**Job:** Retype every line of the entries below verbatim, omitting the pictures.

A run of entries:
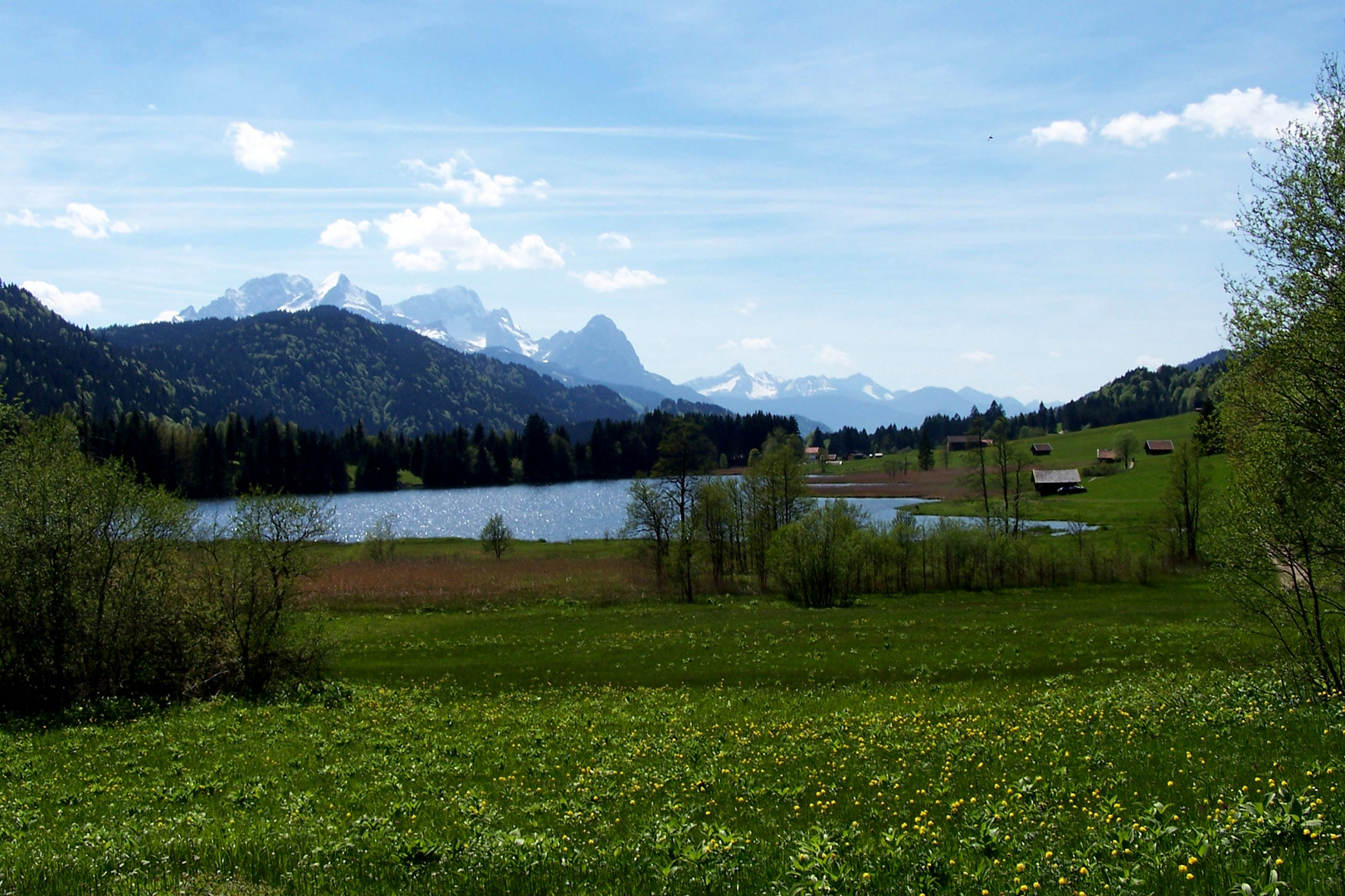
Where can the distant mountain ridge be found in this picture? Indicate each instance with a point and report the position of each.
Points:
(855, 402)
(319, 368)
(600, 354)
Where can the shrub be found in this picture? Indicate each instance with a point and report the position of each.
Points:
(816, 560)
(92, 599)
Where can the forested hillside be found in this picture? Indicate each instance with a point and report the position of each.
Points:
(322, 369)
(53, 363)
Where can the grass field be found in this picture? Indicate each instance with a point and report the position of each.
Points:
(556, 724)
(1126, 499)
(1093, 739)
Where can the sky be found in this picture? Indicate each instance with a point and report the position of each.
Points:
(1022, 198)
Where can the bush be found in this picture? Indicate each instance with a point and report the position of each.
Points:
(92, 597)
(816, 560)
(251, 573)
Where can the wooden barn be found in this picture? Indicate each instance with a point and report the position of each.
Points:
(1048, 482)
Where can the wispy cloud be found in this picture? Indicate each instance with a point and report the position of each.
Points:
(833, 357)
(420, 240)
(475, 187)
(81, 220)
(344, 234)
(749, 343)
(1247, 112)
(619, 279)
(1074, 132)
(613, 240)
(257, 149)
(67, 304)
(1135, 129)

**Full solution:**
Where can the distant mountain ridge be found in this picture? Indicate each instance with a point and report the position of each.
Points:
(855, 402)
(319, 368)
(600, 354)
Where can the shrub be found in this picture? Indicate each instance with a point and report the position of each.
Points:
(816, 560)
(92, 599)
Where can the forested hillside be found in this picture? Indicate each instance with a point and report the position of each.
Points:
(322, 369)
(53, 363)
Where can the grass field be found in this picture? Indicate each instance with a point and report the position of each.
Points:
(556, 724)
(1126, 499)
(1093, 739)
Where can the sky be found in this picture? Indicate each instance with a point and report the position of each.
Points:
(1022, 198)
Where can the bush be found in this picture? Indicate each instance with a point and report the position of each.
Points:
(92, 597)
(816, 560)
(251, 573)
Where can the wooden barn be found in this picture? Indicate each instance with a point and report the position of each.
Points:
(1048, 482)
Where can the wispy cloud be found in this picture? Indicate each instance with a point and report the position of each.
Points:
(833, 357)
(420, 240)
(475, 187)
(81, 220)
(344, 234)
(749, 343)
(1247, 112)
(619, 279)
(1074, 132)
(613, 240)
(257, 149)
(67, 304)
(1135, 129)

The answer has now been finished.